:: ИСХОДНЫЙ ТЕКСТ
Столь долгая история с публикацией рассказа именно в «Весах» (мы видели, что для Гумилева это было важно), конечно, во многом объясняется его очевидной «антисимволистской» направленностью. Не случайно, что этот рассказ, явившись-таки на страницах «Весов», был отмечен как положительный пример новейшей русской прозы уже в «стартовом» номере «Аполлона» — журнала, который вскоре превратился в главный орган молодых литераторов, «преодолевающих символизм» и ищущих «противоядий» от «искуса декадентства»: «Яркий, оригинальный язык, фантазия, интересная в большинстве случаев архитектоника фразы...» (см.: Анненский-Кривич В. Заметки о русской беллетристике // Аполлон. 1909. № 1 [октябрь 1909]. С. 25; впрочем, объективности ради, автор указал и на недостатки (с его точки зрения): «...Проза г. Гумилева несколько утомляет. Она как-то уж слишком густа, а периоды ее тяжеловесны для самой формы рассказа»). В контексте всего творчества поэта рассказ воспринимается как один из первых самостоятельных эстетических манифестов, предвосхищающих позднейшую проблематику «акмеистического бунта» против символизма.
::::
:: ВЫДЕРЖКА ИЗ ДАННЫХ
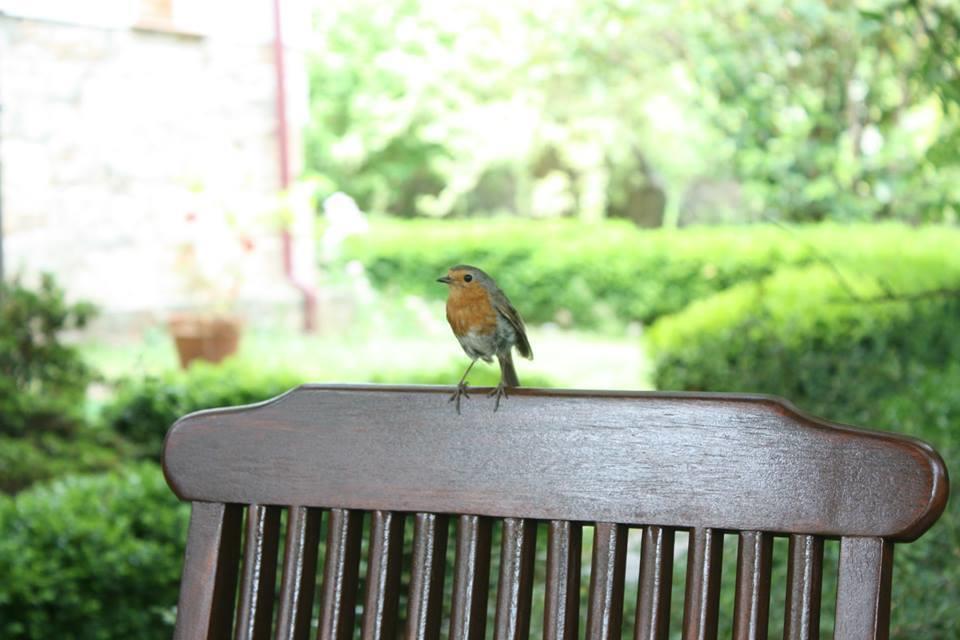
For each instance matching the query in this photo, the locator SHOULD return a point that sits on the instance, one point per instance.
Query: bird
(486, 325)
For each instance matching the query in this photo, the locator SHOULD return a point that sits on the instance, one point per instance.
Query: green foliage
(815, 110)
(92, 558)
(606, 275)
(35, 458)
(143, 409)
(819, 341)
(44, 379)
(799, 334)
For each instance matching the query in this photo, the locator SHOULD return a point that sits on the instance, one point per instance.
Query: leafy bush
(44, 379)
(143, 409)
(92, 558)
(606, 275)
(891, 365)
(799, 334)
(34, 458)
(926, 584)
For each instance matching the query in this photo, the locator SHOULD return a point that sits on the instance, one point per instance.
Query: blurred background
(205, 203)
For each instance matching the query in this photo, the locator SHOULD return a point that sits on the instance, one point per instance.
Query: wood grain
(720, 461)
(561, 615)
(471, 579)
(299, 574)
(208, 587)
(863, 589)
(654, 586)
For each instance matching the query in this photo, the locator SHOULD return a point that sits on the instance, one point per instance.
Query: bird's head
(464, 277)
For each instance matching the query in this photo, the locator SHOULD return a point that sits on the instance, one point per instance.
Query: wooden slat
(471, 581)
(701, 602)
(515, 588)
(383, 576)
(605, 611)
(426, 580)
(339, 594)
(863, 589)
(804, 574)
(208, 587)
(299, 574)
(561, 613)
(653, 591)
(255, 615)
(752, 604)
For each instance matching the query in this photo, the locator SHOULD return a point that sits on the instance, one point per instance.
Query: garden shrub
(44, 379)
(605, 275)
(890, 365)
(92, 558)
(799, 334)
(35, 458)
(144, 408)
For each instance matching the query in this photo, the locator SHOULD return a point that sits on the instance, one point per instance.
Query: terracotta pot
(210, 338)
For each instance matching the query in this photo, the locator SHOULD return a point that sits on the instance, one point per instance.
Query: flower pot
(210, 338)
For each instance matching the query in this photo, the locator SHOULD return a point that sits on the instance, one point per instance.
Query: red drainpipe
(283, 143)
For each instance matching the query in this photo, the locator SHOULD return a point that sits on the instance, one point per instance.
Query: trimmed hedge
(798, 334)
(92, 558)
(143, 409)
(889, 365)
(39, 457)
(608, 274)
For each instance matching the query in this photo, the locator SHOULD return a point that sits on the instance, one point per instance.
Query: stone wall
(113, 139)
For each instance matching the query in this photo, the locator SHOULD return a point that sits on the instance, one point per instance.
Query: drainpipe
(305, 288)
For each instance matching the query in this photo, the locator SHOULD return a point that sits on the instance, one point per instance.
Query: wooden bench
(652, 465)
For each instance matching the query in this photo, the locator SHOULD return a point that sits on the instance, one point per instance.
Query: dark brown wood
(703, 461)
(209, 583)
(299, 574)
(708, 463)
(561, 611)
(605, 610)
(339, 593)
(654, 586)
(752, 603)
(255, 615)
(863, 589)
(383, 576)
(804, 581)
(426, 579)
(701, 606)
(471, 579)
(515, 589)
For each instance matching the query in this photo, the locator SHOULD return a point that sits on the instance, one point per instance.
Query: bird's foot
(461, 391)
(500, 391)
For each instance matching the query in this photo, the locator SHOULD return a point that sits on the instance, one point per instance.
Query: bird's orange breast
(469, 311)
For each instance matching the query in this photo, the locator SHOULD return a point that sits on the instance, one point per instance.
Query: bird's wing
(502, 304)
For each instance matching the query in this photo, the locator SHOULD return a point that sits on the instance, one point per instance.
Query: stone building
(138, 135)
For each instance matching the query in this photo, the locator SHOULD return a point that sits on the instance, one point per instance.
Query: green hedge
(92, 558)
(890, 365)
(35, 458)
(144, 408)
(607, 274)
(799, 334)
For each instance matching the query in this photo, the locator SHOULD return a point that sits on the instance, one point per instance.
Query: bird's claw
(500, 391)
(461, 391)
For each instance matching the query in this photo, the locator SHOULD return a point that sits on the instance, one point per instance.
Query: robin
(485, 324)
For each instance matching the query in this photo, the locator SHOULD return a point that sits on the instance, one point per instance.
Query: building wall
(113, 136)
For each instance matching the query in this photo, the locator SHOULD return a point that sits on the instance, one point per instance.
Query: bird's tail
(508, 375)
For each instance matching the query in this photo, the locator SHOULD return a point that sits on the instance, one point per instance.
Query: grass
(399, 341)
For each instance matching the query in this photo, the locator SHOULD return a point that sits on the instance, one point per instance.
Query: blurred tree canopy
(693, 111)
::::
:: ВЫДЕРЖКА ИЗ ДАННЫХ
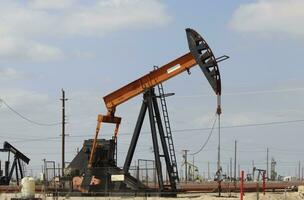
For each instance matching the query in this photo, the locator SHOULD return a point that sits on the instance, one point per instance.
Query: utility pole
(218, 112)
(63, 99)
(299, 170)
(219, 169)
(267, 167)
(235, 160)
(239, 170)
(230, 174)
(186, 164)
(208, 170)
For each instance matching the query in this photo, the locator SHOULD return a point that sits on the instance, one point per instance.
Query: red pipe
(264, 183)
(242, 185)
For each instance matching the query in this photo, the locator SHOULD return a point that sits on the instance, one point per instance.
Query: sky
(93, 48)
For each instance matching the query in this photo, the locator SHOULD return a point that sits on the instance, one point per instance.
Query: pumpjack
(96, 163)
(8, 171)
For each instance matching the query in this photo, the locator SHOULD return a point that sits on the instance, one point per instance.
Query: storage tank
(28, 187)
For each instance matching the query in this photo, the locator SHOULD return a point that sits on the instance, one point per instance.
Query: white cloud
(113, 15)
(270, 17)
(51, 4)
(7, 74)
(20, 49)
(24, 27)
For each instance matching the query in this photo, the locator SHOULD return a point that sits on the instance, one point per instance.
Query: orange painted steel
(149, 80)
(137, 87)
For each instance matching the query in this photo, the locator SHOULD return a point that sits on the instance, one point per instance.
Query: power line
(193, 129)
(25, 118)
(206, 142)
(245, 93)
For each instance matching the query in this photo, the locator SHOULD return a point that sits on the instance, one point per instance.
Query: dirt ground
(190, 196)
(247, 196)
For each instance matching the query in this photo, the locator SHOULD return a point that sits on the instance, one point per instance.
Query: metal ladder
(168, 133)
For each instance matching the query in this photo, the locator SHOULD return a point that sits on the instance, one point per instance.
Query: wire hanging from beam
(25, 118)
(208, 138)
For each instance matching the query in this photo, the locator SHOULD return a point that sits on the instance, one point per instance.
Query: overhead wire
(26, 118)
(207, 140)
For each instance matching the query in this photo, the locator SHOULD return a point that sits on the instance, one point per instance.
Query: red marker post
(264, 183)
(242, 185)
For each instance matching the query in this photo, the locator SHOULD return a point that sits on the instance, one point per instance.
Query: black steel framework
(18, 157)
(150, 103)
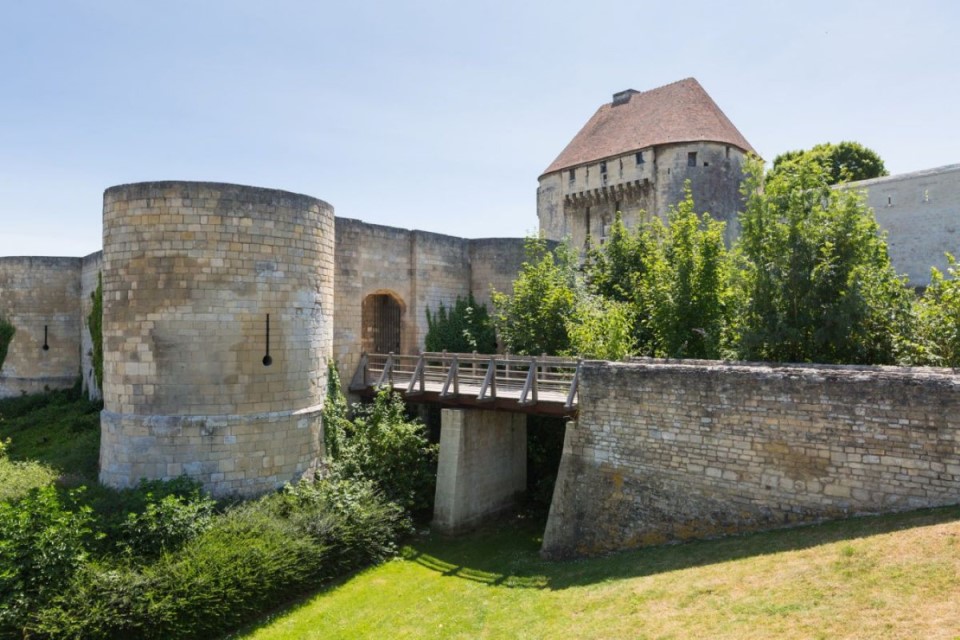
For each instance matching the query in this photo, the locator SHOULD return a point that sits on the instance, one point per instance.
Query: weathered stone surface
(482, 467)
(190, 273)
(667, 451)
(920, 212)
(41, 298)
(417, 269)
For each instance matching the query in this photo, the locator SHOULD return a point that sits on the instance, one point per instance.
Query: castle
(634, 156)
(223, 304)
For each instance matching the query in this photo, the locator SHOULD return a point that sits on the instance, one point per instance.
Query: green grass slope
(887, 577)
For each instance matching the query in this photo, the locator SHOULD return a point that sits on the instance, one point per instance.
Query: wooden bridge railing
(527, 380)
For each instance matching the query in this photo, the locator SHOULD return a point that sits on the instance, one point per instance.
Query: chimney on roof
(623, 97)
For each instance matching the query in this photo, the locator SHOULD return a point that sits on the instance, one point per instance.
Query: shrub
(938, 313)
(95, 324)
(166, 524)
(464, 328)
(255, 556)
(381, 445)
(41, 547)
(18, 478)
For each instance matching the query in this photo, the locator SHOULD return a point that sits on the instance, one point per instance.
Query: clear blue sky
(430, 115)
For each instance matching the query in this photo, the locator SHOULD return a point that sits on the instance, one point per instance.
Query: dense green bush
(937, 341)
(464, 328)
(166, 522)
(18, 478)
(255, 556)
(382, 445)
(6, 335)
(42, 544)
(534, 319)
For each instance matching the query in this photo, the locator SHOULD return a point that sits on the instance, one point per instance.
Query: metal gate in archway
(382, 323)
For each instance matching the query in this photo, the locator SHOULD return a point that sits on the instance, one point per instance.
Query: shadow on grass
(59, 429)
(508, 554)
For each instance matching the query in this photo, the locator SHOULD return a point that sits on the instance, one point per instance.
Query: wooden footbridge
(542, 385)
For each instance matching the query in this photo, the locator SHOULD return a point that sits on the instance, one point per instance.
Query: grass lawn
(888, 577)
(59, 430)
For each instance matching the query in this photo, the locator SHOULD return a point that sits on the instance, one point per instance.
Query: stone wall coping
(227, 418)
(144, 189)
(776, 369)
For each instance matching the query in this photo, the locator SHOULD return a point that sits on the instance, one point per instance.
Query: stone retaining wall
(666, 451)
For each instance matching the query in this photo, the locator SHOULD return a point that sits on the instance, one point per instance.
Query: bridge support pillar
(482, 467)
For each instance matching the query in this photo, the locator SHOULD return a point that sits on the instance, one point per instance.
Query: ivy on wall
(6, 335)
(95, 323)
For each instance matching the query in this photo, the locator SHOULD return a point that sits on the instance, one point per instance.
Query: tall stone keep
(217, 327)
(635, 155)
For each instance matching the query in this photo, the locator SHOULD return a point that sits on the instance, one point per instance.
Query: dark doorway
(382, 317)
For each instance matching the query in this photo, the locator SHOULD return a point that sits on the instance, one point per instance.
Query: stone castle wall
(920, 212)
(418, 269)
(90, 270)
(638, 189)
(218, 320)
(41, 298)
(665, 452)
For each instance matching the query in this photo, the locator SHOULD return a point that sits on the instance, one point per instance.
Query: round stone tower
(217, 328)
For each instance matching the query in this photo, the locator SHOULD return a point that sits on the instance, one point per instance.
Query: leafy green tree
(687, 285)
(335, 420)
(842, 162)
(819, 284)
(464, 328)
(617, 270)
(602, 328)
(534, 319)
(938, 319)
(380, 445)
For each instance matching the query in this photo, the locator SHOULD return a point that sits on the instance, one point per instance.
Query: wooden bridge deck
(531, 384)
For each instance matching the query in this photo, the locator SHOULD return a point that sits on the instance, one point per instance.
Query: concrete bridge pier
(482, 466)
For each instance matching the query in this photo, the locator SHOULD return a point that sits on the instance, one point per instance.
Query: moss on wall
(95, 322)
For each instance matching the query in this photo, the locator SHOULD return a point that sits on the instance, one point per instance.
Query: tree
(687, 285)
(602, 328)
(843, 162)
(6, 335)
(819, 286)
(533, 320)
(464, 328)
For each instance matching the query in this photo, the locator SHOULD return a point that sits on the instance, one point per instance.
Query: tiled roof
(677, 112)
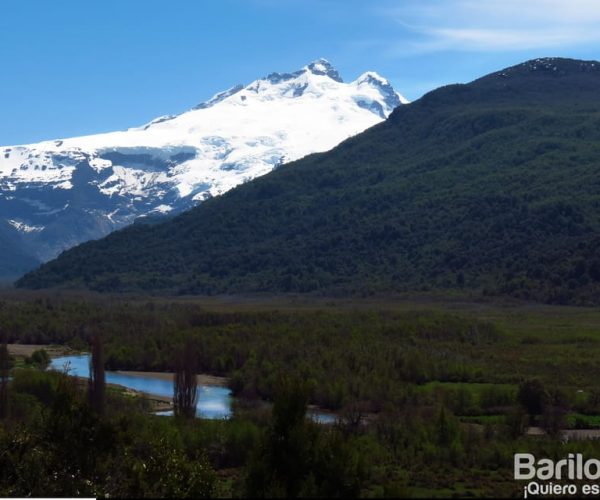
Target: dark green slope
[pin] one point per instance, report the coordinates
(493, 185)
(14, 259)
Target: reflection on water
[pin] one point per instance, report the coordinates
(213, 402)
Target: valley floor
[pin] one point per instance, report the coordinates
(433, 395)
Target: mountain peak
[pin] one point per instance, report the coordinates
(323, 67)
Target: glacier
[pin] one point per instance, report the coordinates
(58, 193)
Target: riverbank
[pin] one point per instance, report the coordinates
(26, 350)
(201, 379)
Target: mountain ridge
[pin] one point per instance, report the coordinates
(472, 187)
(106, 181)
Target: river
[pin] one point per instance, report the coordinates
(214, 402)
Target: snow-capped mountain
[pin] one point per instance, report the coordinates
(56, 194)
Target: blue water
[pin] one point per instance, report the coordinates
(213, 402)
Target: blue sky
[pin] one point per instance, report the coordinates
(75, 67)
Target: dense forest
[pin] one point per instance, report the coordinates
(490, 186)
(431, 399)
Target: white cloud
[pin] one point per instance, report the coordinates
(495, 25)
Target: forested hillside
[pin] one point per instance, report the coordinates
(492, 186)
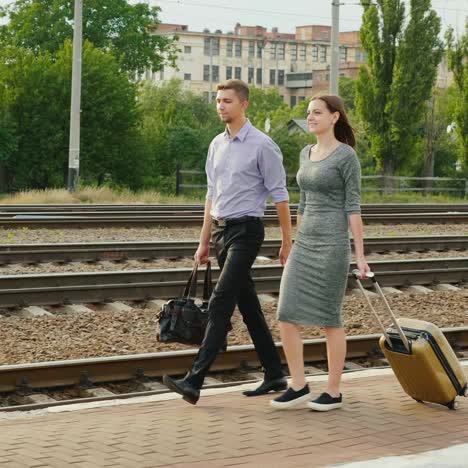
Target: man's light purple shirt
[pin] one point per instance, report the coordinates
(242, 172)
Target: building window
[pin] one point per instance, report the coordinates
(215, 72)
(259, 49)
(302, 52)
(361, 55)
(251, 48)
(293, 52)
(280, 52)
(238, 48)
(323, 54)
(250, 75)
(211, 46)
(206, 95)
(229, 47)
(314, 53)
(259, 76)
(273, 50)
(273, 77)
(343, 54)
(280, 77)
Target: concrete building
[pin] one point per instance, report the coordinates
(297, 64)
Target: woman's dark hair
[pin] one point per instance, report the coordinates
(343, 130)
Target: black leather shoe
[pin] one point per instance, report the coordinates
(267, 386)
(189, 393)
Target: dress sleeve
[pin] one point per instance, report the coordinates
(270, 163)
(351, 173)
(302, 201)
::::
:: ВЫДЕРЖКА ИЗ ДАННЫХ
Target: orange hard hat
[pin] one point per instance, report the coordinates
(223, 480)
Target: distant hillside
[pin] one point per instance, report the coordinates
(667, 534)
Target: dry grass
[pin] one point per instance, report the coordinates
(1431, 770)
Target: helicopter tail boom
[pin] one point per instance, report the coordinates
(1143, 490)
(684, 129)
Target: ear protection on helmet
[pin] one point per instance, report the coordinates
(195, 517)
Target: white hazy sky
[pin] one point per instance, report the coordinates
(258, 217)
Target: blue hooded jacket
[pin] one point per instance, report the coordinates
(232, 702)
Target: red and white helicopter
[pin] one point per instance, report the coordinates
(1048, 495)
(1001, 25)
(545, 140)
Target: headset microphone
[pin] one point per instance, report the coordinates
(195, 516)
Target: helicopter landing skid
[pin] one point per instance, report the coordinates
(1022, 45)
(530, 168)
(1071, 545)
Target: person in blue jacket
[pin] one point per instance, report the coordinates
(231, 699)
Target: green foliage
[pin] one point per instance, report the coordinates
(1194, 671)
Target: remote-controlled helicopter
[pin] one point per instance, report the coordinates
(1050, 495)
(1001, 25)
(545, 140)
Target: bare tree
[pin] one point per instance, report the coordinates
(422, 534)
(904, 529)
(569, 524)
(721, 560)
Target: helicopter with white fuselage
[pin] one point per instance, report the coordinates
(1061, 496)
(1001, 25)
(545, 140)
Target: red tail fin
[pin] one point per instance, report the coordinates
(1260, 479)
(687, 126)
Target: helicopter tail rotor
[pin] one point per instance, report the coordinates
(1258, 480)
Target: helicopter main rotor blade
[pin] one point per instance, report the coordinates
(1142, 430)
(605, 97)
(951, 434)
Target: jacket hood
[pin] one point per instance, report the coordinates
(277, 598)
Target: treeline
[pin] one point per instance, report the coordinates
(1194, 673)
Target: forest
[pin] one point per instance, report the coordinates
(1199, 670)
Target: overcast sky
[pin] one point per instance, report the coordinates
::::
## ПИСЬМЕННОЕ ЗАДАНИЕ
Напишите, что идет дальше в тексте о рассказе Гумилева и его публикации в «Весах», начиная сразу после последнего предложения.

## РЕЗУЛЬТАТ ЗАДАНИЯ
Впрочем, некоторые из современных исследователей склонны трактовать его в еще более «общем» плане, как «рассказ о трагедии искусства» вообще, как поиск Гумилевым ответа на вопрос, «в чем же отличие гения от мастера, таланта от шарлатана», в ходе которого автор приходит к выводу «о неизбежности роковой участи посвятившего себя искусству и отсюда — о трагичности самого таланта» (Полушин В. Волшебная скрипка поэта // ЗС. С. 28). О. Обухова видела в истории гибели Паоло Белличини изображение завершающего этапа «инициационного мифа» (по ее мнению, — «сквозного мотива» всей ранней прозы поэта) — «инкорпорации и нового рождения», выражающихся в данном случае в «отказе от благого труда искусства» (см.: Обухова О. Ранняя проза Гумилева в свете поэтики акмеизма // Гумилевские чтения 1996. С. 121–122), а по мнению М. Ю. Васильевой рассказ «передает прозрение главного героя... которому открывается недостижимость страстно жаждуемой божественной гармонии силами человеческого таланта», и в этом смысле «Скрипка Страдивариуса» оказывается смысловым средоточием всех ранних рассказов поэта, где «непременное для Гумилева поклонение искусству проступает иной смысловой гранью — освещением истоков художественного дарования человека в глубинах его души. Поэт, композитор, скульптор для писателя достигают вершин только в том случае, когда поднимаются до осознания нетленных, вечных, духовных ценностей. По этой линии обобщений проза Гумилева... обладает несомненной самостоятельной значимостью» (Васильева. С. 14).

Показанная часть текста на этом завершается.